Data taken from a collection
════

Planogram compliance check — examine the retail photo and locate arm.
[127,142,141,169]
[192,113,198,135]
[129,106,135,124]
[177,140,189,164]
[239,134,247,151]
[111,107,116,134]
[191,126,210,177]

════

* **DIRECTIONS**:
Put the items into a two-column CSV with the header columns "item" and "answer", one row per item. Put each field in double quotes and replace any line breaks with spaces.

* **COMPLETE OUTPUT**:
item,answer
"Planogram compliance check — examine the retail photo and locate arm.","[127,142,141,169] [192,113,198,135] [129,106,135,124] [177,140,189,164] [239,134,247,151] [111,107,116,134] [191,126,210,177]"